EXTRACT ::
■ ■ ■ ■ ■ ■ ■
The fact that Haifa Chemicals has been able to operate a substandard ammonia storage facility in Haifa Bay for years after the High Court ordered it shut down, and the lengthy amount of time that it has taken the government to approve alternative storage schemes – and the fact that despite numerous court orders and a loud public outcry, the storage facility is still operational – all lead to the suspicion of serious violations of the law, State Comptroller Yosef Shapira said in a letter to State Attorney Avichai Mandelblit, Channel Two reported. According to information he has gathered, Shapira wrote, there were improprieties in the way the government has handled the matter, and it appeared that the motivation was to benefit the business interests involved in the matter.
According to a report last week in Haaretz, the State Comptroller has been questioning the role of numerous public officials in the matter. Among them is director-general of the Environment Ministry, Yisrael Danziger, who is being investigated for conflict of interest in representing the interests of Haifa Chemicals to the detriment of the environment. The report did not specify what the conflict of interest was.
Last month, the government decided to resolve the ongoing dilemma of how to supply the Israeli industry with ammonia by building a new storage facility in southern Israel. The storage facility will be built in the Rotem industrial zone, near Be’er Sheva. The new facility, government officials said, will provide a long-term solution for the ammonia needs of the Israeli industry.
Until the facility is built, the ammonia will be stored in small ships off the coast of Haifa. The ships will each hold only several weeks’ supply of ammonia, so that in the event of a leak or other problem, the environmental damage could be easily controlled. The project will require anticipating the needs of customers and delivering the ammonia until the Rotem facility is ready. The ammonia will be transferred to land via a dedicated pipeline.
It will take several years until the new facility is ready, but government officials said they would do everything possible to push the plan through. Environment Minister Zeev Elkin said he would seek exemptions from certain planning procedures that would usually require the approval of various planning boards, in conjunction with local officials in the Rotem region. An environmental impact study has already been planned and will be expedited, and any issues that would prevent the establishment of the facility will be resolved quickly, Elkin pledged.
■ ■ ■ ■ ■ ■ ■
DATA SECTION ::

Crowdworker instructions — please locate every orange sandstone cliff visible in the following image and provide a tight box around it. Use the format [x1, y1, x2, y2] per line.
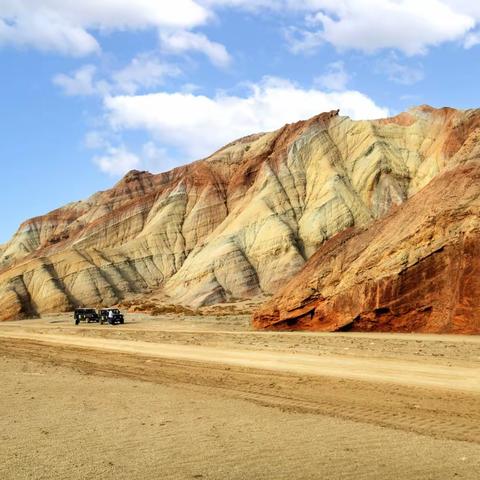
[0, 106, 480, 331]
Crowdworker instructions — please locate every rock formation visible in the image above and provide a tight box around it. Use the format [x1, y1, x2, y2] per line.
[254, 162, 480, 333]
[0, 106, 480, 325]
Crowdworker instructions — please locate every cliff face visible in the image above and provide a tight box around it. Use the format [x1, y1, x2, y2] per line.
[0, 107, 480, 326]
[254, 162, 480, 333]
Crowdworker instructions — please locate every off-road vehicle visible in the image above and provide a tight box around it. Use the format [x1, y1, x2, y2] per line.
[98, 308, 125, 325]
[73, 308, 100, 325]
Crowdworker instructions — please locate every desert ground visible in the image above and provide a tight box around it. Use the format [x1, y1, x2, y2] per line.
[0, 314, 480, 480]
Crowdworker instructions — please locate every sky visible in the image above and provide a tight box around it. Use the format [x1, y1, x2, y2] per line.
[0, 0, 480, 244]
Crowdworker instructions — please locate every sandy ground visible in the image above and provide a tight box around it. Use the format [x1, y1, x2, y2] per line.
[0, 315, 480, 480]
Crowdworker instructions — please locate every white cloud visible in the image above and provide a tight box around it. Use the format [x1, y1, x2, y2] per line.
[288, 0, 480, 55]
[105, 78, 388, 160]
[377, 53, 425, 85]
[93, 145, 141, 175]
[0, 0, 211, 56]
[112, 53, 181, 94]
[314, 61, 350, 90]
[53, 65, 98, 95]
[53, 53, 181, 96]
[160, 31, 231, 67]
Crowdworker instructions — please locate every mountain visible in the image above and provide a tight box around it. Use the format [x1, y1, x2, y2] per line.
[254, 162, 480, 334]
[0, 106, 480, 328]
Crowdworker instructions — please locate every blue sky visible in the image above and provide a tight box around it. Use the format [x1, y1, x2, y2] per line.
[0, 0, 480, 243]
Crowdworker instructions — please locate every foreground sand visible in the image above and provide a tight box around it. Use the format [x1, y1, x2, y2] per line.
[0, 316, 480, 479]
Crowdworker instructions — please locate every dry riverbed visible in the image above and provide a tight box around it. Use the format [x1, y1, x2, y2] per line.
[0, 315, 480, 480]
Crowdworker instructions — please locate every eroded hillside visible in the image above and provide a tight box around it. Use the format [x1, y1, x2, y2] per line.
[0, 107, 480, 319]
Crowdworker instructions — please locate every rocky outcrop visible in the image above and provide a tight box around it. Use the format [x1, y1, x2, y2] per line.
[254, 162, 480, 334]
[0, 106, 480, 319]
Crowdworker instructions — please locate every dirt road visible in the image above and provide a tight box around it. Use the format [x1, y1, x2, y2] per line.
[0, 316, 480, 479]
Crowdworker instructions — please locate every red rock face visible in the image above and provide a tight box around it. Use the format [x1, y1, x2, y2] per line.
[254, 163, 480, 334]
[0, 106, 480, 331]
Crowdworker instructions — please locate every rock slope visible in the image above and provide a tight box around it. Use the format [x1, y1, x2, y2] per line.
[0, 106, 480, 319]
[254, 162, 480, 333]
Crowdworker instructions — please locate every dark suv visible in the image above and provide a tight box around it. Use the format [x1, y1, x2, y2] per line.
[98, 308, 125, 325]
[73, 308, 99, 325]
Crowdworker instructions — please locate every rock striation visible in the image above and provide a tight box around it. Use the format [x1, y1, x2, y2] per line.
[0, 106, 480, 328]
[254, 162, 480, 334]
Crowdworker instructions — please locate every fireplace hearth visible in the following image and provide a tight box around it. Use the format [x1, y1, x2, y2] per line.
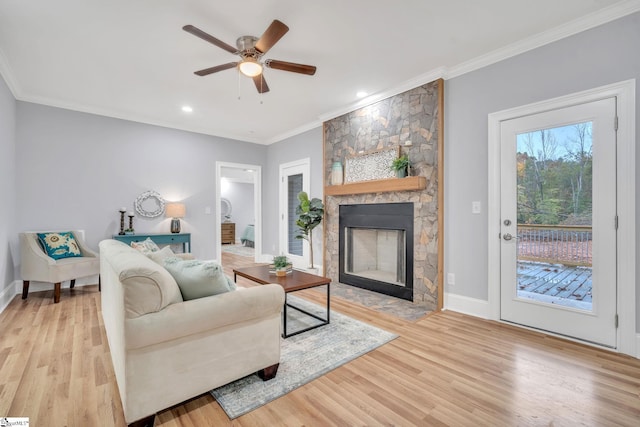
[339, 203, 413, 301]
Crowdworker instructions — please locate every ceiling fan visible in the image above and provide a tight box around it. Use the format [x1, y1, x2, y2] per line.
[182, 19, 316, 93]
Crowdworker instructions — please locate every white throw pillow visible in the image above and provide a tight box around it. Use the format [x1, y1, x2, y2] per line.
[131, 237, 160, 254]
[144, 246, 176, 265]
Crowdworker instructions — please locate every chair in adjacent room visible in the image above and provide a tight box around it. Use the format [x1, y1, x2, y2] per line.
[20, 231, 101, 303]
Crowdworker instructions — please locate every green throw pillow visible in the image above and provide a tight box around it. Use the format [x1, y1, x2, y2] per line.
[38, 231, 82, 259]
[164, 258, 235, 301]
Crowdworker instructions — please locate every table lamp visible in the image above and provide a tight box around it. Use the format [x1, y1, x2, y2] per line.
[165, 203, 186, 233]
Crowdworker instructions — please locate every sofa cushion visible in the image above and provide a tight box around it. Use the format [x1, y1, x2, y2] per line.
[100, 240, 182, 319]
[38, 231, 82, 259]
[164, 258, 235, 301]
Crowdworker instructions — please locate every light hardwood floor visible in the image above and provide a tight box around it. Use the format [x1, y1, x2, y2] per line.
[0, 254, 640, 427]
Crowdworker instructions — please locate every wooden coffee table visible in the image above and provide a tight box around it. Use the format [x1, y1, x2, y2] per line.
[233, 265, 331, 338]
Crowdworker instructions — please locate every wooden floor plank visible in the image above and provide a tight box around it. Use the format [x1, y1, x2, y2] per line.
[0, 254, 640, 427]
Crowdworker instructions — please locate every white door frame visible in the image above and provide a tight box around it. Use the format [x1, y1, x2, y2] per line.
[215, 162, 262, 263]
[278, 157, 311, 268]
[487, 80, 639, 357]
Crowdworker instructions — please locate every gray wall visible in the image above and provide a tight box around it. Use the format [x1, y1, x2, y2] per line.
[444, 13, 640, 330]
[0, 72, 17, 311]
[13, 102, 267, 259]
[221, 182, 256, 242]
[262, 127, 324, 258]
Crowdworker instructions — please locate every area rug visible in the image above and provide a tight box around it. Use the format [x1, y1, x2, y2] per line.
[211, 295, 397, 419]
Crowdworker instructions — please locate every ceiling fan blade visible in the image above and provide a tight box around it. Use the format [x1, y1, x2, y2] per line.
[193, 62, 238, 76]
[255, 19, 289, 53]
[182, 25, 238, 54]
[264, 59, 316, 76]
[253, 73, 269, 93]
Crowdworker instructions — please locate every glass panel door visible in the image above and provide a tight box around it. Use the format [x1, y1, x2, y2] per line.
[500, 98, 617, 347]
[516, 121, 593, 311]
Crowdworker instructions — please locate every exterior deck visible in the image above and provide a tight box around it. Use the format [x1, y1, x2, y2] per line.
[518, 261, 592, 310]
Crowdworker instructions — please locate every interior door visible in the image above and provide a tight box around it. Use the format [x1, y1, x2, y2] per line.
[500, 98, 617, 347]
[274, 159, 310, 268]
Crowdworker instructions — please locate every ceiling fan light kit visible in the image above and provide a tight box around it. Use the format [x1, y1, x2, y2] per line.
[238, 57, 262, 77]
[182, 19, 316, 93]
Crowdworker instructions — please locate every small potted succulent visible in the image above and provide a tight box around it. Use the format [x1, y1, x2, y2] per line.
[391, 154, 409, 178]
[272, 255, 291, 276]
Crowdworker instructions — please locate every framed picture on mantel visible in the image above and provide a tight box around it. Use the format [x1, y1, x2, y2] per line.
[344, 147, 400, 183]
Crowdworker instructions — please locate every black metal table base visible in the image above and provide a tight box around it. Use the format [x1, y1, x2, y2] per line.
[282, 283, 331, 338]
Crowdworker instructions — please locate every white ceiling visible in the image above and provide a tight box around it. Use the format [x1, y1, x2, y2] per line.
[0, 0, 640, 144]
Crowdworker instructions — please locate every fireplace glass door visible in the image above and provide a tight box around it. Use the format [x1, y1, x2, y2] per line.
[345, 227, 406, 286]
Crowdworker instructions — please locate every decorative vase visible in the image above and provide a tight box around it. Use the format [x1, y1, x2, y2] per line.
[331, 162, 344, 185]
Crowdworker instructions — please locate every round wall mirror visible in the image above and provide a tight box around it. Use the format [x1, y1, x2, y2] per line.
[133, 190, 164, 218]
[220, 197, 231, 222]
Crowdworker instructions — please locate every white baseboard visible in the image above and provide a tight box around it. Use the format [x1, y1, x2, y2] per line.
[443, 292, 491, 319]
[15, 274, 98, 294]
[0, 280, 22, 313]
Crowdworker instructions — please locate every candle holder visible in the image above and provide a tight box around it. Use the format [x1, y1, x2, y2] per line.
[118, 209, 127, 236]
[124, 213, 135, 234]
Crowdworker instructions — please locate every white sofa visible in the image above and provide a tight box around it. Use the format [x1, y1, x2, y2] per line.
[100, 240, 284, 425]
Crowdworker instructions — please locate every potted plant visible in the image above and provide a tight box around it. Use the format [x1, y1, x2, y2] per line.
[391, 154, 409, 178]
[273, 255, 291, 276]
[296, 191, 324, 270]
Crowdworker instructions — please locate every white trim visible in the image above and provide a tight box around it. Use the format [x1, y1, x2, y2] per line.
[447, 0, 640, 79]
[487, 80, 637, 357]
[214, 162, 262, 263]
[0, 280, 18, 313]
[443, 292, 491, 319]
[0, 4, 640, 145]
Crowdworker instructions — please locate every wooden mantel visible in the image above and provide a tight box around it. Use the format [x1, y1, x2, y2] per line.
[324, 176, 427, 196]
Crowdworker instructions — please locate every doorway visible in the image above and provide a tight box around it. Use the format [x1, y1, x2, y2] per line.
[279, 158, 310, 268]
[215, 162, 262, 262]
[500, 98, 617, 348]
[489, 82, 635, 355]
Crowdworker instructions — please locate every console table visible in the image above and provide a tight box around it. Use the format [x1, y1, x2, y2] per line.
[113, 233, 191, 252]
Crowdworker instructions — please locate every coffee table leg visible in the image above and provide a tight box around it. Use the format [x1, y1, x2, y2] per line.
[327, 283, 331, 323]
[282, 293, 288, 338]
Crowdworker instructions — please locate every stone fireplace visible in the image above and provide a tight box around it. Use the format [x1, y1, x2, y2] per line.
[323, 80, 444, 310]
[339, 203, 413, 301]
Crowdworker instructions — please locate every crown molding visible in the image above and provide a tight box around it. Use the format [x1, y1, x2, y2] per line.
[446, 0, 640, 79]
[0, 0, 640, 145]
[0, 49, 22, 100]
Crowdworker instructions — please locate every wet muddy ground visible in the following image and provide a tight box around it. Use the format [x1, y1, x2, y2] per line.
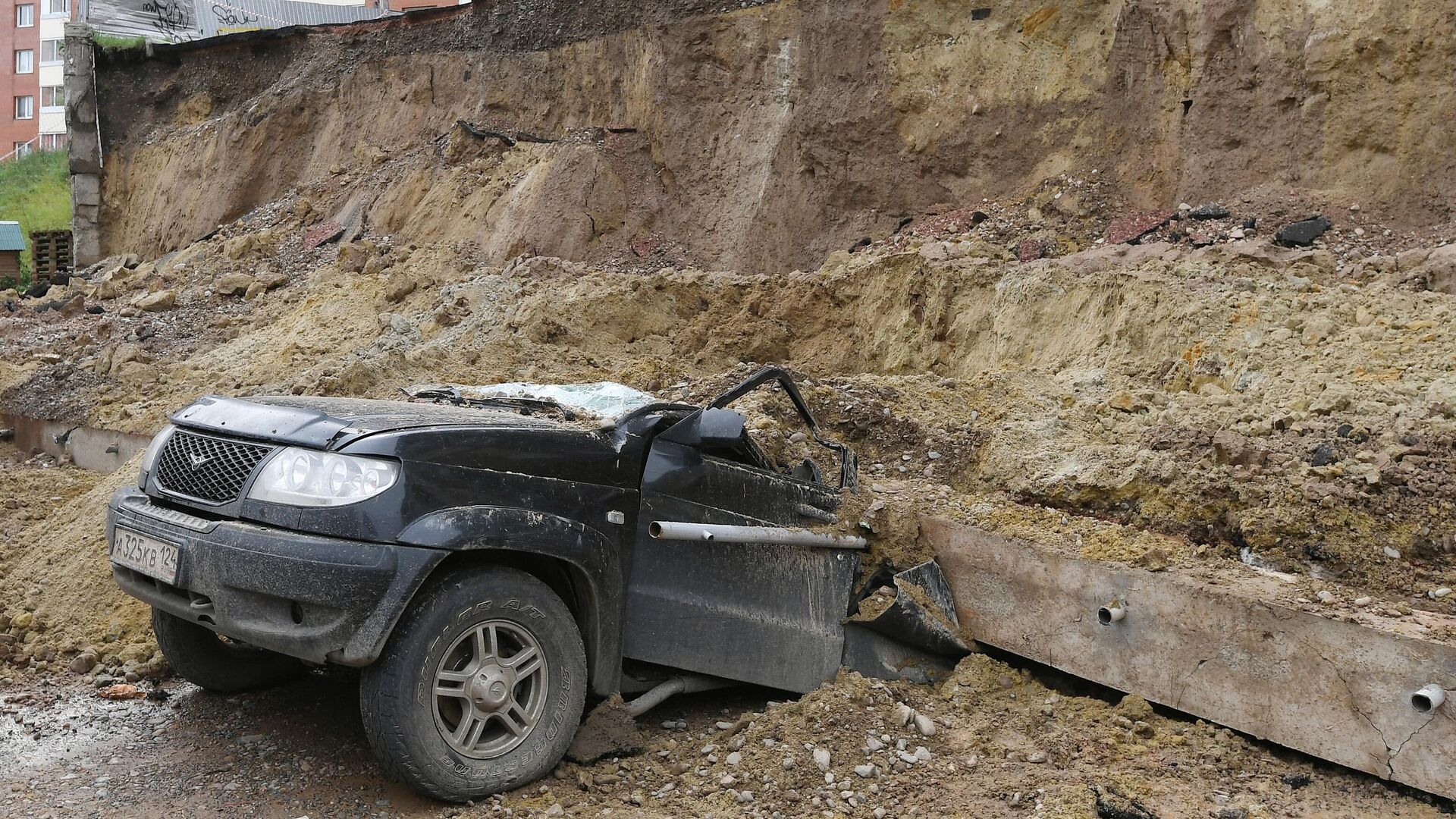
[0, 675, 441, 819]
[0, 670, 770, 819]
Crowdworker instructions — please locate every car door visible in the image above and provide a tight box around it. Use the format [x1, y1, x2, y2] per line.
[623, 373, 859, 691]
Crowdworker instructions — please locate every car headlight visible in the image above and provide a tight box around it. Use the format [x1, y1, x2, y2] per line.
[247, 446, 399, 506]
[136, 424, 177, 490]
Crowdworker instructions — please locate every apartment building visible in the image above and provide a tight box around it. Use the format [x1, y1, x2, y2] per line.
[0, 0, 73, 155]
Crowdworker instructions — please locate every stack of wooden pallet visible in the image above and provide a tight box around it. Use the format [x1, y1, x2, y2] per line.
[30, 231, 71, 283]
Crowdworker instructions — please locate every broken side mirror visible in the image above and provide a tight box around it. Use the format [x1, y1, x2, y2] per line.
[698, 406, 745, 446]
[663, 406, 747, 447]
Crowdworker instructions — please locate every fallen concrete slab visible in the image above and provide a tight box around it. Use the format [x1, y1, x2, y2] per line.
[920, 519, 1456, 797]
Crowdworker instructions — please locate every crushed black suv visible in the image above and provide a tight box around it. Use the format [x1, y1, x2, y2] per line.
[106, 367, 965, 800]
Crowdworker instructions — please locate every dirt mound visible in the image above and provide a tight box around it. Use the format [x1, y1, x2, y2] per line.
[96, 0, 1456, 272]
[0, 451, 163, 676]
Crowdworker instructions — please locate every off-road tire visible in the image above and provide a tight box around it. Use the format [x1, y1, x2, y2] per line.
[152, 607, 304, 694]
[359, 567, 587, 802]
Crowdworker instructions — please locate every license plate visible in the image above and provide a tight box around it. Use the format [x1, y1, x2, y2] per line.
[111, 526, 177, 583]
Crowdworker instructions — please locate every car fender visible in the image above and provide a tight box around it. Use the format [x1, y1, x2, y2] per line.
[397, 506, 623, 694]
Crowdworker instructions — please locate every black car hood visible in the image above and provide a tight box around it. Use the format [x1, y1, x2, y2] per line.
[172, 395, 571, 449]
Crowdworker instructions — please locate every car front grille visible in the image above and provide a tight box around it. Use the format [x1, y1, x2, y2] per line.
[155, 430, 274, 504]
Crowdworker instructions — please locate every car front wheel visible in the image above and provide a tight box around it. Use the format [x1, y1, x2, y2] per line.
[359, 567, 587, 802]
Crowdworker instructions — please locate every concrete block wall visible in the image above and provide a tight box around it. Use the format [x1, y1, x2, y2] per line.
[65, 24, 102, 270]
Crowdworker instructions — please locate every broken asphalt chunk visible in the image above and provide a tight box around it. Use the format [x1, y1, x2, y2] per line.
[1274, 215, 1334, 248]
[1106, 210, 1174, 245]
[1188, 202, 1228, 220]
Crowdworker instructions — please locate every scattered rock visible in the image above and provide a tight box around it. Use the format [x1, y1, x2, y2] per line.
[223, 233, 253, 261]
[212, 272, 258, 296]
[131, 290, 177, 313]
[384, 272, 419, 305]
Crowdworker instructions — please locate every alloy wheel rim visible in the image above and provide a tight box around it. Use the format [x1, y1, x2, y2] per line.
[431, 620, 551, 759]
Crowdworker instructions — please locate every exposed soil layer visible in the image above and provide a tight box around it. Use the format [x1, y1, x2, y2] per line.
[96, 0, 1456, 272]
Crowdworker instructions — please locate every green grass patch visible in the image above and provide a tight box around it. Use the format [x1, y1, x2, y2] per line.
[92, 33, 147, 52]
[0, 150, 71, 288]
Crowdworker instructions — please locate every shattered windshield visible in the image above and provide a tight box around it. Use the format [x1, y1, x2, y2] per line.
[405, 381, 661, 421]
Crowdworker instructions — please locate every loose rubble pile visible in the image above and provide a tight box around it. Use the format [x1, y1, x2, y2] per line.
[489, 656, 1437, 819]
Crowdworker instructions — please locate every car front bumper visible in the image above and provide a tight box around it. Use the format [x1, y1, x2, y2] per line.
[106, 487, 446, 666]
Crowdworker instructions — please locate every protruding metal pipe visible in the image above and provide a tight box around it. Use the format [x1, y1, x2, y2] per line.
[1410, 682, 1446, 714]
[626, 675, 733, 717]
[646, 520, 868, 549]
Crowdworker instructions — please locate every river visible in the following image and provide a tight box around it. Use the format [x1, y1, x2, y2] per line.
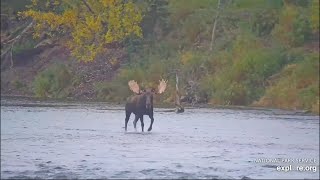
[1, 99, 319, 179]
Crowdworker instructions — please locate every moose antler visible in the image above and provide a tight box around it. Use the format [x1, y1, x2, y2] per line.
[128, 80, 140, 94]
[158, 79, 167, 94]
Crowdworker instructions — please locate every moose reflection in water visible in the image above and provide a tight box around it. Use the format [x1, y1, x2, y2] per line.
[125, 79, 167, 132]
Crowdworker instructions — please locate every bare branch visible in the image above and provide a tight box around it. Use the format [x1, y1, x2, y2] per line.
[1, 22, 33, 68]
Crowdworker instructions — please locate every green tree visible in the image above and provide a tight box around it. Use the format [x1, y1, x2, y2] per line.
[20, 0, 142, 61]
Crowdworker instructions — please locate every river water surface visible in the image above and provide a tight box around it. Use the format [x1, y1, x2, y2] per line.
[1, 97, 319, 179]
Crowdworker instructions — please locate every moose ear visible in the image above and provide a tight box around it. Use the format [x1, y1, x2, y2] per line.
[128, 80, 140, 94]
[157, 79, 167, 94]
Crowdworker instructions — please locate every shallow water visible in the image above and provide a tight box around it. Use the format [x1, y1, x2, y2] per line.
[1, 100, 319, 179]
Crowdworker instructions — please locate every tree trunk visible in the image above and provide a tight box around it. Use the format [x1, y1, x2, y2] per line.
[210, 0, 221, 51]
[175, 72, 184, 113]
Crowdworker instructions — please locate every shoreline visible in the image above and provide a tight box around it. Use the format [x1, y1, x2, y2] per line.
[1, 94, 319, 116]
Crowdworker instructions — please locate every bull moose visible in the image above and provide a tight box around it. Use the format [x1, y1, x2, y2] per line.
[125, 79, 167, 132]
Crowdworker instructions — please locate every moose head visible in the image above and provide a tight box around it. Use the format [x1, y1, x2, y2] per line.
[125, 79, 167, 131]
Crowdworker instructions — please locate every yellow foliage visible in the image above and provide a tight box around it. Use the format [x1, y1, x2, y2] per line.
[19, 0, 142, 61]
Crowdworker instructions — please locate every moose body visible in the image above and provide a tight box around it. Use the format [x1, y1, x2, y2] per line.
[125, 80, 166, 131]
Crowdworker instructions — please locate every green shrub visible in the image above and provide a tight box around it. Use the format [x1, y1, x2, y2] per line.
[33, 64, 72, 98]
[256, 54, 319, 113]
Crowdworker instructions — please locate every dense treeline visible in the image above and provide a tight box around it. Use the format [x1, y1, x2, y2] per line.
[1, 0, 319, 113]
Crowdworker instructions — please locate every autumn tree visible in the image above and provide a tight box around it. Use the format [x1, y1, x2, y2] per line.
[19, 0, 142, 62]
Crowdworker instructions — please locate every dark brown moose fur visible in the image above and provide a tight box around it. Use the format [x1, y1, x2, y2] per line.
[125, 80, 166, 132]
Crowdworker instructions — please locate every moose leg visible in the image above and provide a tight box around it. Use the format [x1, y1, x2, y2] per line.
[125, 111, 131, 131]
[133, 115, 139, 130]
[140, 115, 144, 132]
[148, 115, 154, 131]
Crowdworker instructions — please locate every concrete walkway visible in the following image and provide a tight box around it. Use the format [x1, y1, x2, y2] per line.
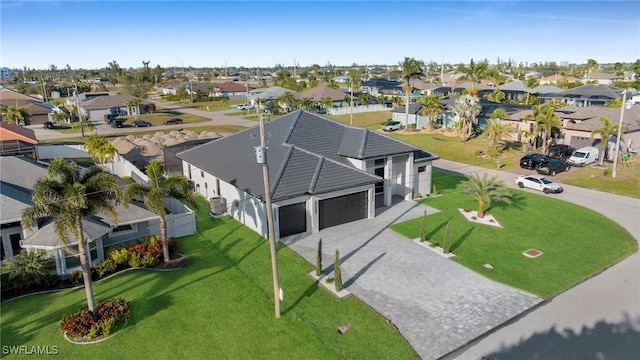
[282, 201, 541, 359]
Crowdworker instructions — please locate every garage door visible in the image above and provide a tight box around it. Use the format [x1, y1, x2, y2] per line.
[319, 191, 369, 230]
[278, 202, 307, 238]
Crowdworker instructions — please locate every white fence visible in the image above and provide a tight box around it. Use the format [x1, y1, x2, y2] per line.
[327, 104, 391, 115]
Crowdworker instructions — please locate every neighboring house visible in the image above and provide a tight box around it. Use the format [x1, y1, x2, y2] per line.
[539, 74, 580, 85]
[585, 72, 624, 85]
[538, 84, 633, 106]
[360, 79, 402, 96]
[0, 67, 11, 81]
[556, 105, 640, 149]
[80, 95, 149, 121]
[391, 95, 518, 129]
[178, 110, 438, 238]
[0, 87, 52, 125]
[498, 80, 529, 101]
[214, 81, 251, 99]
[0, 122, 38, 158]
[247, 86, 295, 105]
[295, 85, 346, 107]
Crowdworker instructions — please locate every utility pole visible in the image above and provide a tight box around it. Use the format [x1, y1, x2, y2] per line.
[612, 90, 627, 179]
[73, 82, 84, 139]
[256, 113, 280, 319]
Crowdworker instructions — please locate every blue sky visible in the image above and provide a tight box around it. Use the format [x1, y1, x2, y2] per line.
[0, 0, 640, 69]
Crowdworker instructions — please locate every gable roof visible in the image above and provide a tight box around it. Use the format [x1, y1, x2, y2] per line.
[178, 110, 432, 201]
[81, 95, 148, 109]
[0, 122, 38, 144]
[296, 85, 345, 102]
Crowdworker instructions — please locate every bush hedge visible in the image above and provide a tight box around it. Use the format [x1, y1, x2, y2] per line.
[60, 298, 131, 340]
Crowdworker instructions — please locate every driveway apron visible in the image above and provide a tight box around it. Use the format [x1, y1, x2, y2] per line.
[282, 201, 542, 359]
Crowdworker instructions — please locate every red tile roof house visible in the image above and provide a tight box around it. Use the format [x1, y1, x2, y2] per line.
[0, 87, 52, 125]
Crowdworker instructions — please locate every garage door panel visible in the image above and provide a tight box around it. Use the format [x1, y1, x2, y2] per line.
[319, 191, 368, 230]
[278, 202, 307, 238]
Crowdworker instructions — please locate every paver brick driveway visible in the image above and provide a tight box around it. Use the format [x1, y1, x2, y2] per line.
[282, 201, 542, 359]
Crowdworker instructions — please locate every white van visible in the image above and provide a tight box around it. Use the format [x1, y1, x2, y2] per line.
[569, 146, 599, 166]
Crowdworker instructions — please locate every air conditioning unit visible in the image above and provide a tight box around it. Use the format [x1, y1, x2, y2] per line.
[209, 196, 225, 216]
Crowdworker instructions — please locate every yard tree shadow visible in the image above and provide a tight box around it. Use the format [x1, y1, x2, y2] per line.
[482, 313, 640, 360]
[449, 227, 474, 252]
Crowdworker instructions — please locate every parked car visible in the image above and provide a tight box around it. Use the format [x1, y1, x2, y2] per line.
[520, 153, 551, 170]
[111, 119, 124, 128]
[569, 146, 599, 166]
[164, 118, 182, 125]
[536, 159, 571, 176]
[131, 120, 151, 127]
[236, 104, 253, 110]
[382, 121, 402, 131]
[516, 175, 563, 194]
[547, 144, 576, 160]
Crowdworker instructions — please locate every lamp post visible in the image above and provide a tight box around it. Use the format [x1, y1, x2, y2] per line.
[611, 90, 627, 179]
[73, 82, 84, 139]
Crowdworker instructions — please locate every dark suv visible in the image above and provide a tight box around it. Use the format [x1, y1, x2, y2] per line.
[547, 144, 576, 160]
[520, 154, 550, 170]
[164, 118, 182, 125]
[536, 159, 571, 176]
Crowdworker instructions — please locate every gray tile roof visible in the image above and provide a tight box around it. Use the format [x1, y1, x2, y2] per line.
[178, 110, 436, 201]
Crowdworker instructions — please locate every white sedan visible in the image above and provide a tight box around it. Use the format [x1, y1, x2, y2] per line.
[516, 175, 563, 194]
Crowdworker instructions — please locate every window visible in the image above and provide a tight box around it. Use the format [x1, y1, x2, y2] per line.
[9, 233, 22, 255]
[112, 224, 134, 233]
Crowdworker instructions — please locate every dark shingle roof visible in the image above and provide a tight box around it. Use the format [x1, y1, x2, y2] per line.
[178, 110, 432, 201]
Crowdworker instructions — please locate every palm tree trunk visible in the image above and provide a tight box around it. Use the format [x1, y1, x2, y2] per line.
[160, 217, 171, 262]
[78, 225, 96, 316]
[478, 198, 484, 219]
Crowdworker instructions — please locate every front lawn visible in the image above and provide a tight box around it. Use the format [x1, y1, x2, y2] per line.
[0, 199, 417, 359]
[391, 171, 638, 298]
■ ■ ■ ■ ■ ■ ■
EXERCISE TASKS ::
a. In the article on the Haifa ammonia storage facility, where will the government's new storage facility be built?
b. Write out everything from "According to a" down to "the Israeli industry." in the article on the Haifa ammonia storage facility.

ANSWERS TO THE EXERCISES ::
a. In the Rotem industrial zone, near Be’er Sheva.

b.
According to a report last week in Haaretz, the State Comptroller has been questioning the role of numerous public officials in the matter. Among them is director-general of the Environment Ministry, Yisrael Danziger, who is being investigated for conflict of interest in representing the interests of Haifa Chemicals to the detriment of the environment. The report did not specify what the conflict of interest was.
Last month, the government decided to resolve the ongoing dilemma of how to supply the Israeli industry with ammonia by building a new storage facility in southern Israel. The storage facility will be built in the Rotem industrial zone, near Be’er Sheva. The new facility, government officials said, will provide a long-term solution for the ammonia needs of the Israeli industry.